WHAT IS NEEDED: Output all of the listing below, leaving every line unchanged.

RECORDS PROVIDED:

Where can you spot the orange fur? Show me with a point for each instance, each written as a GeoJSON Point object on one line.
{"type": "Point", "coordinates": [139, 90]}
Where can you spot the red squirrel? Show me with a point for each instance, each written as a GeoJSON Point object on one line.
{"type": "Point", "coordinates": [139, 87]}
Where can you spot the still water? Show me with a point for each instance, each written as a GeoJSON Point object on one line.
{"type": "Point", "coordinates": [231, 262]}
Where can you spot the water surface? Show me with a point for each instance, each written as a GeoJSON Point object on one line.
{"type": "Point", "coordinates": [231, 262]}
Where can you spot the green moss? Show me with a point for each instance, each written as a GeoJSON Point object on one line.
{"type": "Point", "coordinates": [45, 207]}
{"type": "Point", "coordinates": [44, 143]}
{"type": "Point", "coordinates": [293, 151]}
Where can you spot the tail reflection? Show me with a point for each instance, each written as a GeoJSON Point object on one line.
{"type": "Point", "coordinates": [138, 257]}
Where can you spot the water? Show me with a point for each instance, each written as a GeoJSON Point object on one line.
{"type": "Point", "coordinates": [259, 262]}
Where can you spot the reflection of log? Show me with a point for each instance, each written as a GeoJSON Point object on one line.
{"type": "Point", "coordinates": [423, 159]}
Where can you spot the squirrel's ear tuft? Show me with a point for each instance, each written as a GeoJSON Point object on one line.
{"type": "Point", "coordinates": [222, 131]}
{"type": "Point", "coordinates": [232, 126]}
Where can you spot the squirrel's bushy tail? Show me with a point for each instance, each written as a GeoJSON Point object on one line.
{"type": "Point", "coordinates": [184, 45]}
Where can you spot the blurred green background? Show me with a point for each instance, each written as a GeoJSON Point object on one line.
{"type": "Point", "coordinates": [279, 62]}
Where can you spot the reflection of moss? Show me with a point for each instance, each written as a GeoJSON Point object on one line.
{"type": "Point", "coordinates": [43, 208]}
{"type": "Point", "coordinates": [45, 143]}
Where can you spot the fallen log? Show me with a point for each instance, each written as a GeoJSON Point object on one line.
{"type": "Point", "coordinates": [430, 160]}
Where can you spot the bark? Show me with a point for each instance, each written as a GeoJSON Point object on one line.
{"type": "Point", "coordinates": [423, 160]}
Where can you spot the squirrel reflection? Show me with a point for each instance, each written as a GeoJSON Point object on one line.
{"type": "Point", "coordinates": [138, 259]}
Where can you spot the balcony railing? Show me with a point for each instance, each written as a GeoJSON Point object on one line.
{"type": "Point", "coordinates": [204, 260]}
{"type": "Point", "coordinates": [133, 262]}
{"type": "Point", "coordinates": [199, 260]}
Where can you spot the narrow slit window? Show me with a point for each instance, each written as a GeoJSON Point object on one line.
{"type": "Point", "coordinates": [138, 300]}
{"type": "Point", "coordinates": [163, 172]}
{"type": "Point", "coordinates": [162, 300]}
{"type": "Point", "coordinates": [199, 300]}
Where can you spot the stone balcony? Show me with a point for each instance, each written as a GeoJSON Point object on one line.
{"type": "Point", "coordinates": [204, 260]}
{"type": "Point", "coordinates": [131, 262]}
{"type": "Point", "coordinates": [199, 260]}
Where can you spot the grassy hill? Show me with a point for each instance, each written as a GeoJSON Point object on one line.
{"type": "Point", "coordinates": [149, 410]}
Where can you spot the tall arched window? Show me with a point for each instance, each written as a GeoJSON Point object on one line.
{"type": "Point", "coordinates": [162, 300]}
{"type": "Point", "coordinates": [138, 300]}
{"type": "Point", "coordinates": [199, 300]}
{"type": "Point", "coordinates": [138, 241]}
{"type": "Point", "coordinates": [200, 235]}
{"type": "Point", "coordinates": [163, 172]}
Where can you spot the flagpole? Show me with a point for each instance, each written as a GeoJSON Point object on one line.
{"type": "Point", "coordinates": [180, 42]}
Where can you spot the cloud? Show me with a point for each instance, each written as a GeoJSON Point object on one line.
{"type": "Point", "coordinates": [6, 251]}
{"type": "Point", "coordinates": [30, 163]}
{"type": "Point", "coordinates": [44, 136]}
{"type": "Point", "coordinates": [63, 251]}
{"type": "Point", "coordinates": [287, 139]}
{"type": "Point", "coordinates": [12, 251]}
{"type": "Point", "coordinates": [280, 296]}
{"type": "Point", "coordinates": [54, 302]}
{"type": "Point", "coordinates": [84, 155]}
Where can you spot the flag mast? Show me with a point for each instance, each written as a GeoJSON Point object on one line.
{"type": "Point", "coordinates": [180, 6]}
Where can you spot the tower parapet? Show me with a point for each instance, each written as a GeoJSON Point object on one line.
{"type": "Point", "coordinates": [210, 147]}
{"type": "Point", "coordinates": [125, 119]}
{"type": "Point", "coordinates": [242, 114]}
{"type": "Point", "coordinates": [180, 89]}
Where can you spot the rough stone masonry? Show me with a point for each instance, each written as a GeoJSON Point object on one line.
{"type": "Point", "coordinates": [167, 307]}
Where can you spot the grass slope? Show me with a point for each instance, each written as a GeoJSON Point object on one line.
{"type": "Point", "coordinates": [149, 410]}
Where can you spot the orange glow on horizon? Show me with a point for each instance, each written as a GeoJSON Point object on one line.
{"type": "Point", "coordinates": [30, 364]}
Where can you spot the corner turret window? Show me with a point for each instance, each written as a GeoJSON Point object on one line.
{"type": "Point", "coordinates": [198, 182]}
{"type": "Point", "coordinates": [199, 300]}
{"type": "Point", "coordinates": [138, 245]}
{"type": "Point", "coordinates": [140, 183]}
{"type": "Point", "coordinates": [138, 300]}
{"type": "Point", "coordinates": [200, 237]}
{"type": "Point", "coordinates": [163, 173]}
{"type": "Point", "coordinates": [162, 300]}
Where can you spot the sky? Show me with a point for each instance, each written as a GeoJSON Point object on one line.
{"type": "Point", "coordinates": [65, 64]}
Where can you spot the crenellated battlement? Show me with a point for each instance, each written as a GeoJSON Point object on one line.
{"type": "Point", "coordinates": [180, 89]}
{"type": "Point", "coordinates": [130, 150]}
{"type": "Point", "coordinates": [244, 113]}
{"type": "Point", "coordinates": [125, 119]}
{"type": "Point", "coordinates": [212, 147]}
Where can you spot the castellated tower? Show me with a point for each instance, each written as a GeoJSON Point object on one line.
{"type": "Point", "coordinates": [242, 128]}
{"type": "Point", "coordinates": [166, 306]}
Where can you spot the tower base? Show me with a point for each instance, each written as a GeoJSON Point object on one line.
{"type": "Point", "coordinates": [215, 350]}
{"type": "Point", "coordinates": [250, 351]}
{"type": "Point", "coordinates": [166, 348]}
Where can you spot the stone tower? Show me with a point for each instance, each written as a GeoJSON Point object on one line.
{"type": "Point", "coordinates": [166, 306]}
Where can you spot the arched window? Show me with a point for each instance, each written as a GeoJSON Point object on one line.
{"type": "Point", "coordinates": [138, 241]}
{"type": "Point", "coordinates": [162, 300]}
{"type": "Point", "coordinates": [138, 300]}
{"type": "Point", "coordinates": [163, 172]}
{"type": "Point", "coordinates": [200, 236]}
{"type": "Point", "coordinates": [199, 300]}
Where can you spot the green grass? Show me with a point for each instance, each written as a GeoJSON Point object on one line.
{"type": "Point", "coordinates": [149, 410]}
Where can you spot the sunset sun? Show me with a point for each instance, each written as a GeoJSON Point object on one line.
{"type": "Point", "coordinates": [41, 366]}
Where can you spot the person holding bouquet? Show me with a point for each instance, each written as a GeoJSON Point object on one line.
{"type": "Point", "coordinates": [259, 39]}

PROBLEM SOLUTION:
Where can you spot the orange fur? Show me with a point for each instance, each written as a GeoJSON Point object on one line.
{"type": "Point", "coordinates": [139, 90]}
Where can you spot the red squirrel? Show me with a point for each instance, each written as a GeoJSON Point object on one line.
{"type": "Point", "coordinates": [139, 87]}
Where can you spot the still water? Show me with a point for each instance, each written as a GeoJSON Point object on one line.
{"type": "Point", "coordinates": [231, 262]}
Where can you spot the water surface? Show me with a point for each instance, each written as a GeoJSON Point object on one line.
{"type": "Point", "coordinates": [231, 262]}
Where can you spot the green moss? Show me with a point for each instance, each written as a GeoJSON Point object on one line.
{"type": "Point", "coordinates": [45, 207]}
{"type": "Point", "coordinates": [44, 143]}
{"type": "Point", "coordinates": [293, 151]}
Where can you spot the tail reflection? Show me with a point for each instance, each written as a GeoJSON Point object on one line.
{"type": "Point", "coordinates": [138, 257]}
Where can you spot the water? Show me with a point for each instance, each written as a GeoJSON Point object on one line.
{"type": "Point", "coordinates": [259, 262]}
Where can you spot the reflection of log? Show me with a point for each instance, each written as a GeoJSON Point object on one line.
{"type": "Point", "coordinates": [423, 159]}
Where can you spot the squirrel's ear tuft? Show me with a point for each instance, each written as a GeoJSON Point object on one line.
{"type": "Point", "coordinates": [222, 131]}
{"type": "Point", "coordinates": [232, 126]}
Where can you spot the squirrel's bushy tail? Show me with a point for each instance, each written as a GeoJSON Point object on one line.
{"type": "Point", "coordinates": [184, 45]}
Where can you spot the blurred green background? Show me with a point for each instance, each written as a GeoJSON Point object on one line.
{"type": "Point", "coordinates": [279, 62]}
Where can you spot the reflection of moss? Show me with a point for each instance, each written as a GeoJSON Point object on one line.
{"type": "Point", "coordinates": [43, 208]}
{"type": "Point", "coordinates": [45, 143]}
Where can you spot the fallen log? Show me with a point for each instance, each written as a GeoJSON Point object on one line.
{"type": "Point", "coordinates": [430, 160]}
Where can you spot the bark? Show me with a point for each instance, each written as a GeoJSON Point object on one line.
{"type": "Point", "coordinates": [423, 160]}
Where can you spot the squirrel reflection? Show me with a point for each instance, each written as a GeoJSON Point object on one line.
{"type": "Point", "coordinates": [138, 259]}
Where can you spot the balcony railing? Show me with a point for each instance, each written as a GeoJSON Point object on one line.
{"type": "Point", "coordinates": [204, 260]}
{"type": "Point", "coordinates": [133, 262]}
{"type": "Point", "coordinates": [199, 260]}
Where can you spot the narrow slit window? Show me with a point for each instance, each written as a GeoJSON Point object on one line.
{"type": "Point", "coordinates": [138, 300]}
{"type": "Point", "coordinates": [163, 172]}
{"type": "Point", "coordinates": [162, 300]}
{"type": "Point", "coordinates": [199, 300]}
Where can you spot the stone balcony? Show me with a point for each instance, each written as a GeoJSON Point object on one line.
{"type": "Point", "coordinates": [204, 260]}
{"type": "Point", "coordinates": [131, 262]}
{"type": "Point", "coordinates": [199, 260]}
Where can you spot the grassy hill? Show me with a point for each instance, each written as a GeoJSON Point object on one line.
{"type": "Point", "coordinates": [149, 410]}
Where can you spot the tall arched window? Show me with a point for each instance, each written as a GeoJSON Point object on one line.
{"type": "Point", "coordinates": [162, 300]}
{"type": "Point", "coordinates": [138, 300]}
{"type": "Point", "coordinates": [199, 300]}
{"type": "Point", "coordinates": [138, 241]}
{"type": "Point", "coordinates": [200, 235]}
{"type": "Point", "coordinates": [163, 172]}
Where can you spot the flagpole? Show me with a point for each instance, each written as a GeoJSON Point object on one line.
{"type": "Point", "coordinates": [180, 42]}
Where can you spot the cloud? Show me with a point for each instance, each written as a GeoJSON Point object on one line.
{"type": "Point", "coordinates": [6, 251]}
{"type": "Point", "coordinates": [30, 163]}
{"type": "Point", "coordinates": [44, 136]}
{"type": "Point", "coordinates": [63, 251]}
{"type": "Point", "coordinates": [287, 139]}
{"type": "Point", "coordinates": [12, 251]}
{"type": "Point", "coordinates": [280, 296]}
{"type": "Point", "coordinates": [54, 302]}
{"type": "Point", "coordinates": [84, 155]}
Where can you spot the flag mast? Show me with a point for each instance, each written as a GeoJSON Point object on one line.
{"type": "Point", "coordinates": [180, 6]}
Where can you spot the tower parapet? Show me with a point for each instance, each written as a GeoJSON Point object on one line.
{"type": "Point", "coordinates": [210, 147]}
{"type": "Point", "coordinates": [125, 119]}
{"type": "Point", "coordinates": [242, 114]}
{"type": "Point", "coordinates": [180, 89]}
Where can you spot the rough stone masonry? Show me with a point for each instance, each written as a GeoJSON Point object on one line.
{"type": "Point", "coordinates": [167, 307]}
Where can you spot the grass slope? Show me with a point for each instance, each written as a GeoJSON Point object on one line.
{"type": "Point", "coordinates": [149, 410]}
Where can you spot the orange glow on horizon? Show me with a point for each instance, each written as a GeoJSON Point object on one line.
{"type": "Point", "coordinates": [30, 364]}
Where can you spot the corner turret window? Show me with a point for each instance, each written as a GeoJSON Point object on one line.
{"type": "Point", "coordinates": [198, 182]}
{"type": "Point", "coordinates": [199, 300]}
{"type": "Point", "coordinates": [138, 245]}
{"type": "Point", "coordinates": [140, 183]}
{"type": "Point", "coordinates": [138, 300]}
{"type": "Point", "coordinates": [200, 237]}
{"type": "Point", "coordinates": [163, 173]}
{"type": "Point", "coordinates": [162, 300]}
Where can you spot the sky? Show me with a point for each instance, each written as a GeoJSON Point object on one line.
{"type": "Point", "coordinates": [65, 64]}
Where can you spot the crenellated battlement? Show me with a point for each instance, each written as a GeoJSON Point object on one line.
{"type": "Point", "coordinates": [180, 89]}
{"type": "Point", "coordinates": [130, 150]}
{"type": "Point", "coordinates": [244, 113]}
{"type": "Point", "coordinates": [125, 119]}
{"type": "Point", "coordinates": [212, 147]}
Where can you spot the castellated tower? Show me with a point for each instance, each written as a GeoJSON Point object on one line.
{"type": "Point", "coordinates": [242, 128]}
{"type": "Point", "coordinates": [166, 306]}
Where can you spot the tower base? Show me with a point for each instance, each written as a GeoJSON Point object on one line.
{"type": "Point", "coordinates": [215, 350]}
{"type": "Point", "coordinates": [250, 351]}
{"type": "Point", "coordinates": [166, 348]}
Where can you spot the stone tower? Show me with a point for each instance, each written as a GeoJSON Point object on one line.
{"type": "Point", "coordinates": [166, 306]}
Where can you spot the arched window? Show me with a point for each instance, each written as a GeoJSON Point object on one line.
{"type": "Point", "coordinates": [138, 241]}
{"type": "Point", "coordinates": [162, 300]}
{"type": "Point", "coordinates": [138, 300]}
{"type": "Point", "coordinates": [163, 172]}
{"type": "Point", "coordinates": [200, 236]}
{"type": "Point", "coordinates": [199, 300]}
Where can you spot the green grass? Show me with a point for each instance, each written as a GeoJSON Point object on one line.
{"type": "Point", "coordinates": [149, 410]}
Where can you spot the sunset sun? Show me with a point for each instance, each written as a GeoJSON Point object on one line.
{"type": "Point", "coordinates": [41, 366]}
Where can you spot the person holding bouquet? Show me with a point for each instance, each written as a GeoJSON Point object on one line.
{"type": "Point", "coordinates": [259, 39]}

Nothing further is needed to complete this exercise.